:: Exercise aim ::
Below are records; extract exactly the lines from the one with "Q: For each instance of the dog's ear" through the final line, including both, but drop the pictures.

:: Working data ::
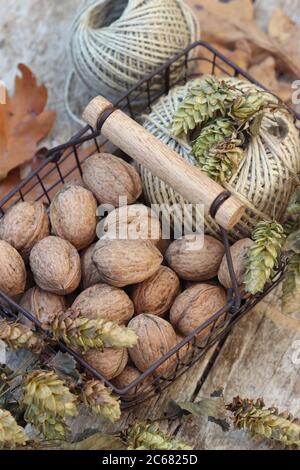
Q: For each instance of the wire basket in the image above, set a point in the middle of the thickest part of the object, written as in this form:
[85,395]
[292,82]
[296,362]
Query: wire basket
[63,163]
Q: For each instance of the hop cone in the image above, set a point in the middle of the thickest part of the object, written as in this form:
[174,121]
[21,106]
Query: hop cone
[263,255]
[245,107]
[149,437]
[97,397]
[207,98]
[294,203]
[46,393]
[79,331]
[217,150]
[18,336]
[291,286]
[11,434]
[265,422]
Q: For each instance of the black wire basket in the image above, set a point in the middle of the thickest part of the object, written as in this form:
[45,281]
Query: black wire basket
[63,163]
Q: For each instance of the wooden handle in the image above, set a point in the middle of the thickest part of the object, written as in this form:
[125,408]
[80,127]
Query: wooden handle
[162,161]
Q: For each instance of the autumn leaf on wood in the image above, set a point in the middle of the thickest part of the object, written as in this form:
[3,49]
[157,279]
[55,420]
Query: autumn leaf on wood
[24,122]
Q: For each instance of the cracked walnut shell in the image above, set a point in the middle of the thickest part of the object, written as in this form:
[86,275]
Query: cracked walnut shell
[73,215]
[195,257]
[110,177]
[12,270]
[156,294]
[104,301]
[155,338]
[109,362]
[196,305]
[125,262]
[55,265]
[23,225]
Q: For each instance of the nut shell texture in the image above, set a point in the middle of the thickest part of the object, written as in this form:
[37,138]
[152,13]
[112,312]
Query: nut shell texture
[89,272]
[125,262]
[193,261]
[12,270]
[55,265]
[156,337]
[239,253]
[104,301]
[23,225]
[196,305]
[132,222]
[157,294]
[73,215]
[45,306]
[109,362]
[109,177]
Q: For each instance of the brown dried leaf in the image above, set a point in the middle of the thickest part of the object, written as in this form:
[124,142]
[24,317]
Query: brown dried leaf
[231,21]
[23,122]
[282,29]
[265,73]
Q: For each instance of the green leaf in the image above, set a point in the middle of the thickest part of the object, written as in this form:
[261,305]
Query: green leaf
[98,441]
[293,242]
[65,366]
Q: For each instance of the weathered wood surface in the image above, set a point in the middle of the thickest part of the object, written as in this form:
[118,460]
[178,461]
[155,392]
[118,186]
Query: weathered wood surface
[259,358]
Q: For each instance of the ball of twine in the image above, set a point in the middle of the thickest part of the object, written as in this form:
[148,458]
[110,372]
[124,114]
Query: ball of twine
[264,180]
[115,43]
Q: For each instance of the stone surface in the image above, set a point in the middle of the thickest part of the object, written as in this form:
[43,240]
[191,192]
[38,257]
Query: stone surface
[36,32]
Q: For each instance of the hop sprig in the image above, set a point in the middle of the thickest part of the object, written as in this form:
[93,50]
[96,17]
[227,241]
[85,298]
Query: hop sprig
[48,403]
[207,98]
[100,400]
[247,106]
[142,436]
[79,331]
[18,336]
[265,422]
[291,286]
[263,256]
[218,149]
[11,434]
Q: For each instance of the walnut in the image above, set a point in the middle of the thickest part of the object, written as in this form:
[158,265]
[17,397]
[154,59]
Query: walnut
[104,301]
[196,305]
[131,222]
[89,272]
[156,338]
[126,378]
[12,270]
[73,215]
[125,262]
[156,294]
[110,177]
[109,362]
[239,253]
[45,306]
[23,225]
[55,265]
[194,261]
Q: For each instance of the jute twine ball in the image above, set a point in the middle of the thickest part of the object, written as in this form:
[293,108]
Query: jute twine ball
[264,180]
[115,43]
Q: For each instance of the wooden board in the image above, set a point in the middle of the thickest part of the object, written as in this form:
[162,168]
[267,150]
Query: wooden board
[259,359]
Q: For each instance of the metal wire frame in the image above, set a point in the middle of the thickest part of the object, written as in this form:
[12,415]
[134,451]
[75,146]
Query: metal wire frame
[216,327]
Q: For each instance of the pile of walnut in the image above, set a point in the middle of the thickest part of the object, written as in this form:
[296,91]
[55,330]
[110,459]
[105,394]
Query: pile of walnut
[162,294]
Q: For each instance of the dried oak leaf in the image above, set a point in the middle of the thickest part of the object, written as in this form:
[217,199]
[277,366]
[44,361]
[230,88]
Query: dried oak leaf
[286,33]
[265,73]
[226,22]
[23,122]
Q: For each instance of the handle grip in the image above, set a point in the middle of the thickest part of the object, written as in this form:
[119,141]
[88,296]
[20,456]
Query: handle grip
[162,161]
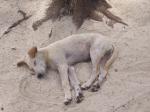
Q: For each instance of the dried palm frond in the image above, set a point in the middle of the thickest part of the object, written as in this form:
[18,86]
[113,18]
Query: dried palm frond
[80,10]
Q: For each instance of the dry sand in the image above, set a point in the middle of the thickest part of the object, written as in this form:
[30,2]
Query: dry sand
[127,88]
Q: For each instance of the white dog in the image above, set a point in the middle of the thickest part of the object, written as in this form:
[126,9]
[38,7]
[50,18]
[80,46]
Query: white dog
[63,54]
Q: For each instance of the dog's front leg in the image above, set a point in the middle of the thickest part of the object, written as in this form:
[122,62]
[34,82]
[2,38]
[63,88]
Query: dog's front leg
[63,70]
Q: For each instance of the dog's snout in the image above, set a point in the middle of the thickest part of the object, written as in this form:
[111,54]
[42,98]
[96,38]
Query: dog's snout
[40,75]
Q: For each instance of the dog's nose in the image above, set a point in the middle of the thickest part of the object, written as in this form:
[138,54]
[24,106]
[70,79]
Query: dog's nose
[40,75]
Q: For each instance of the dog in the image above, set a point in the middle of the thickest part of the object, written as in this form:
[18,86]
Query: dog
[63,54]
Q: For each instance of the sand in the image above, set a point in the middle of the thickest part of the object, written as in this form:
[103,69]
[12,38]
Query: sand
[127,86]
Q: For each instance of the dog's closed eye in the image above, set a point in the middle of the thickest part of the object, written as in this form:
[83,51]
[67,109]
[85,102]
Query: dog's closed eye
[21,63]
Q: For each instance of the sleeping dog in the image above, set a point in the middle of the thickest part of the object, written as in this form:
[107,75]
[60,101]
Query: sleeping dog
[63,54]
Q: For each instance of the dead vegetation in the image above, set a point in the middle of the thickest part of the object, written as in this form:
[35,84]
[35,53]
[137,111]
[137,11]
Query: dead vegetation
[80,10]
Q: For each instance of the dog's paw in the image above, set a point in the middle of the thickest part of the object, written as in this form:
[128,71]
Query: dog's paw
[67,101]
[79,98]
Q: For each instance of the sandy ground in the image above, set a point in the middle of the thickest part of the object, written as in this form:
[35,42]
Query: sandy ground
[127,88]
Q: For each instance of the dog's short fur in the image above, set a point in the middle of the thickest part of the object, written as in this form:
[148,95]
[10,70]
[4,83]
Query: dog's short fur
[62,54]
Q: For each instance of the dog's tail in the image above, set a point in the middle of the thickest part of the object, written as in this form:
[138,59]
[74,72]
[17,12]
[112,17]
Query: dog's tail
[110,61]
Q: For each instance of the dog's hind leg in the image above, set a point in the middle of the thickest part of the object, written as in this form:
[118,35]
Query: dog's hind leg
[103,72]
[75,84]
[96,56]
[63,70]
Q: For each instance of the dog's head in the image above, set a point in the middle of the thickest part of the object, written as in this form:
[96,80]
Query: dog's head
[35,61]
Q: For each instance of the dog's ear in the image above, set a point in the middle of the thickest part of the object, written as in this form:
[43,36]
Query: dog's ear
[32,52]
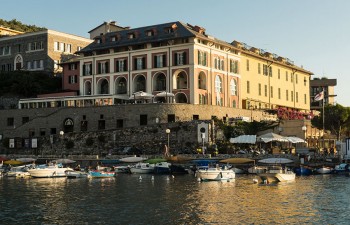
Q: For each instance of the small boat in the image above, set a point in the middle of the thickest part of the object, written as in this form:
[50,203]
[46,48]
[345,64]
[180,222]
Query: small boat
[132,159]
[303,171]
[275,174]
[276,161]
[142,168]
[257,169]
[342,168]
[324,170]
[122,169]
[178,169]
[51,170]
[18,171]
[100,174]
[215,174]
[162,168]
[76,174]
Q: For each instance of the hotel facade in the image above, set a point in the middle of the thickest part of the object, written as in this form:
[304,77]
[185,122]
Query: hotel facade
[195,75]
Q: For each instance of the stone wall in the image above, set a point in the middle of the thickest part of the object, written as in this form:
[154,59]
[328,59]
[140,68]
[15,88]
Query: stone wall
[43,122]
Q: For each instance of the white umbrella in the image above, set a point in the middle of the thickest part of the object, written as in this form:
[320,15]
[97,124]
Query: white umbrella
[25,160]
[249,139]
[64,161]
[165,94]
[141,95]
[295,140]
[268,137]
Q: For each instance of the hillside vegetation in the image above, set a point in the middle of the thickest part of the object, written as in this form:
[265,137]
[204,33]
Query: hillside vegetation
[19,26]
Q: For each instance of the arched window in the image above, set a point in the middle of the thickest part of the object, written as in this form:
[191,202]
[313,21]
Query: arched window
[202,81]
[87,88]
[233,87]
[120,86]
[218,84]
[234,104]
[140,83]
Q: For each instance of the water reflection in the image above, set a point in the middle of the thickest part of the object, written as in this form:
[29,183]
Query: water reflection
[179,200]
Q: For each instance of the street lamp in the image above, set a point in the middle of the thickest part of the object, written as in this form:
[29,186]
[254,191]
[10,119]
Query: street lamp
[167,131]
[61,134]
[304,128]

:: Finished task ::
Q: For each instance of the dog's ear in the image above, set a point in the middle of the thickest part of the object, written as in this form:
[43,36]
Query: dog's ear
[32,52]
Q: For each instance of the small boat in the image above, set a point in the middle of the thickest part of the object, written as in this form:
[50,203]
[46,48]
[345,64]
[180,222]
Query: small boat
[132,159]
[303,171]
[275,174]
[276,161]
[142,168]
[257,169]
[342,168]
[324,170]
[122,169]
[178,169]
[51,170]
[18,171]
[100,174]
[215,174]
[162,168]
[76,174]
Q: For each instance of the hotel facade in the image above, set a point in the middle of the thickest part of the object, written as in this form:
[304,77]
[185,122]
Query: hotel facade
[195,75]
Q: For each instance of the stone wall in the image above, set a point in the middle of the thickest part of the object, written as in this form:
[154,59]
[328,59]
[140,68]
[15,88]
Query: stone wall
[43,122]
Q: For each instance of the white umbrella in the image above, set a point in the middle of the thickest part of the object, written as in this form:
[320,15]
[97,124]
Query: white umbrella
[25,160]
[249,139]
[64,161]
[165,94]
[141,95]
[295,140]
[268,137]
Q: For each instance of the hillside vegetation in the image above, set a point in the middle of the thickest part of the object, written as in this form:
[265,137]
[204,33]
Query: hillside vegetation
[19,26]
Q: For each instance of the arched window in the image above, set a point in the middle of the thickest part of the object, written as in this form:
[191,202]
[313,21]
Query: arched window
[202,81]
[87,88]
[233,87]
[120,86]
[218,84]
[234,104]
[140,83]
Q: For each instance of the water reflection in the image above, set a point in the middle of the thickest part of the object, written as in this form:
[29,183]
Query: water reflection
[179,200]
Q: For each instance of the street lamp in the image above, set a point in the middle of the thickest part of the object, written as in this form:
[29,186]
[254,191]
[10,119]
Query: street lamp
[167,131]
[61,134]
[304,128]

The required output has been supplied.